# Flight Price Prediction: Feature Engineering

In this notebook, we focus on preparing flight ticket data for price prediction. Key steps include handling date-time data, extracting new features, and cleaning the data.

- The dataset contains date and time columns, which can be complex to handle. We will parse and extract meaningful features from them (e.g., journey day, month, departure hour).

In [1]:
# Importing essential libraries for data handling and visualization
import pandas as pd  # for data manipulation
import numpy as np   # for numerical computations
import matplotlib.pyplot as plt  # for plotting
import seaborn as sns  # for advanced visualizations

%matplotlib inline  # show plots within notebook

UsageError: unrecognized arguments: # show plots within notebook


In [None]:
# 📥 Load the training dataset
train_df = pd.read_excel('Data_Train.xlsx')

In [None]:
# 📥 Load the testing dataset
test_df = pd.read_excel('Test_set.xlsx')

In [None]:
# 🔍 Display the first few records of the training dataset
train_df.head()

In [None]:
# 📏 Check the shape (rows, columns) of the datasets
print('Train shape:', train_df.shape)
print('Test shape:', test_df.shape)

In [None]:
# 📊 Summary statistics for numerical features
train_df.describe()

In [None]:
# ℹ️ Overview of dataset including data types and missing values
train_df.info()

## 🧹 Data Cleaning

Now that we've loaded the datasets, we begin preprocessing by handling missing values, correcting data types, and removing inconsistencies.

In [None]:
# Check for missing values
train_df.isnull().sum()

Observed that there are 2 missing values, drop these as they are very less

In [None]:
#drop the nullvalues
train_df.dropna(inplace=True)

In [None]:
train_df.isnull().sum()

In [None]:
train_df.dtypes # datatypes

The datatypes of Date_of_journey,Arrival_Time and Dep_Time is object.
So, we convert it into date and time for proper predicion.
dt.day method will extract only day of that date
dt.month method will extract only month of that date

In [None]:
def change_into_datetime(col):
    train_df[col]=pd.to_datetime(train_df[col])

In [None]:
train_df.columns

In [None]:
for i in ['Date_of_Journey','Dep_Time', 'Arrival_Time']:
    change_into_datetime(i)

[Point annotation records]
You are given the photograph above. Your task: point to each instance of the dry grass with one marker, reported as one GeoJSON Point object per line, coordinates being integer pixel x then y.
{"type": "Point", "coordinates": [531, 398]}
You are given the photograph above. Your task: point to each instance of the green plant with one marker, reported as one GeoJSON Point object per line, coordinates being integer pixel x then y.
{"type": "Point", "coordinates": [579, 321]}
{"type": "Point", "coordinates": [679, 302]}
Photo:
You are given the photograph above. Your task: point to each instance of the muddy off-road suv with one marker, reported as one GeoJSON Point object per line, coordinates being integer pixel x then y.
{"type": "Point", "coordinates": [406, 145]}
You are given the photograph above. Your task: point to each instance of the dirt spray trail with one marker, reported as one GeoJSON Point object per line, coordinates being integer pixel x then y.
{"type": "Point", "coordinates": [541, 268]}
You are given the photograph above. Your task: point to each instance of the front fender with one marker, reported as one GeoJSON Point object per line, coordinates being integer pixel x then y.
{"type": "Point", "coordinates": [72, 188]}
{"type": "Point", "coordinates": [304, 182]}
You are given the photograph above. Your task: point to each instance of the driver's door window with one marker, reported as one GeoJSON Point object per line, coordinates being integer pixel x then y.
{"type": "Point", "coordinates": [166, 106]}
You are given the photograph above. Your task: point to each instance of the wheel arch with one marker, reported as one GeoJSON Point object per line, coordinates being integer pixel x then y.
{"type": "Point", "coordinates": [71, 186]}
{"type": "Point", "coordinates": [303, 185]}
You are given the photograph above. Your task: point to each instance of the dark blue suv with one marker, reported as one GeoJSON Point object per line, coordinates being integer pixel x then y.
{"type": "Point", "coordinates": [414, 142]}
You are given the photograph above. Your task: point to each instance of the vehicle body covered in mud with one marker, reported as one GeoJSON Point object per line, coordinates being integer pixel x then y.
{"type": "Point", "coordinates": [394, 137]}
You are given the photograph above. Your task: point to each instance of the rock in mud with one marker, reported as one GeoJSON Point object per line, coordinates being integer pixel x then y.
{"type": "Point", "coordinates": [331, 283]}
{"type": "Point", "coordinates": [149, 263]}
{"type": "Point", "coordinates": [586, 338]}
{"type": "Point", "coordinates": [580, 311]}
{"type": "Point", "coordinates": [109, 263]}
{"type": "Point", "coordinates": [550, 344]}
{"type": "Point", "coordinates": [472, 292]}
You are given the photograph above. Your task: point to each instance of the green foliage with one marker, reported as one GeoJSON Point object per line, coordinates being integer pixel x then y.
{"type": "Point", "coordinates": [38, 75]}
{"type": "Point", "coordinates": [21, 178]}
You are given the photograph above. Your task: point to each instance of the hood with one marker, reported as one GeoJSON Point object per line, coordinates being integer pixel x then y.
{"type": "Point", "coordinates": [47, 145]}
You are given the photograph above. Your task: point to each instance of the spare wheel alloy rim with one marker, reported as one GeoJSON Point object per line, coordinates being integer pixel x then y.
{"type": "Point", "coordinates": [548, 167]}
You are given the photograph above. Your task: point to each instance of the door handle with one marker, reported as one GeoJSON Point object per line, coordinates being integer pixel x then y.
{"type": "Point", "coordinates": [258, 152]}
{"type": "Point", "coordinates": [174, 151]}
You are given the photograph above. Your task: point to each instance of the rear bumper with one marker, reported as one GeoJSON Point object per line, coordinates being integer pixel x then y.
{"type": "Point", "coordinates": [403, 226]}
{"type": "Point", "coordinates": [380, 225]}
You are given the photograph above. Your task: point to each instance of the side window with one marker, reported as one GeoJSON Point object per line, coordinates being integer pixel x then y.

### Your tasks
1. How many missing values does the flight price notebook report in the training data, and what is done with them?
2. Pick up the flight price notebook after its last line and continue it.

### Answers provided
1. It reports two missing values, which are dropped because there are so few.

2.
In [None]:
train_df.dtypes

Finding the categorical value

In [None]:
column=[column for column in train_df.columns if train_df[column].dtype=='object']
column

Finding the numerical value

In [None]:
numerical_col =[column for column in train_df.columns if train_df[column].dtype!='object']
numerical_col

In [None]:
# Distribution of flight prices
plt.figure(figsize=(10,6))
sns.histplot(train_df['Price'], kde=True)
plt.title('Distribution of Flight Prices')
plt.xlabel('Price')
plt.ylabel('Frequency')
plt.show()

In [None]:
# Count plot of airlines
plt.figure(figsize=(12,6))
sns.countplot(y='Airline', data=train_df, order=train_df['Airline'].value_counts().index)
plt.title('Number of Flights by Airline')
plt.xlabel('Count')
plt.ylabel('Airline')
plt.show()

In [None]:
# Count plot for Source and Destination
fig, ax = plt.subplots(1, 2, figsize=(14, 6))

sns.countplot(data=train_df, x='Source', ax=ax[0])
ax[0].set_title("Flight Source Distribution")
ax[0].tick_params(axis='x', rotation=45)

sns.countplot(data=train_df, x='Destination', ax=ax[1])
ax[1].set_title("Flight Destination Distribution")
ax[1].tick_params(axis='x', rotation=45)

plt.tight_layout()
plt.show()

In [None]:
# Boxplot to see variation of price with different Airlines
plt.figure(figsize=(14,6))
sns.boxplot(data=train_df, x='Airline', y='Price')
plt.xticks(rotation=45)
plt.title('Flight Price by Airline')
plt.show()

In [None]:
# Checking correlation heatmap (numerical features only)
plt.figure(figsize=(10,6))
sns.heatmap(train_df.corr(numeric_only=True), annot=True, cmap='coolwarm', fmt='.2f')
plt.title("Correlation Heatmap")
plt.show()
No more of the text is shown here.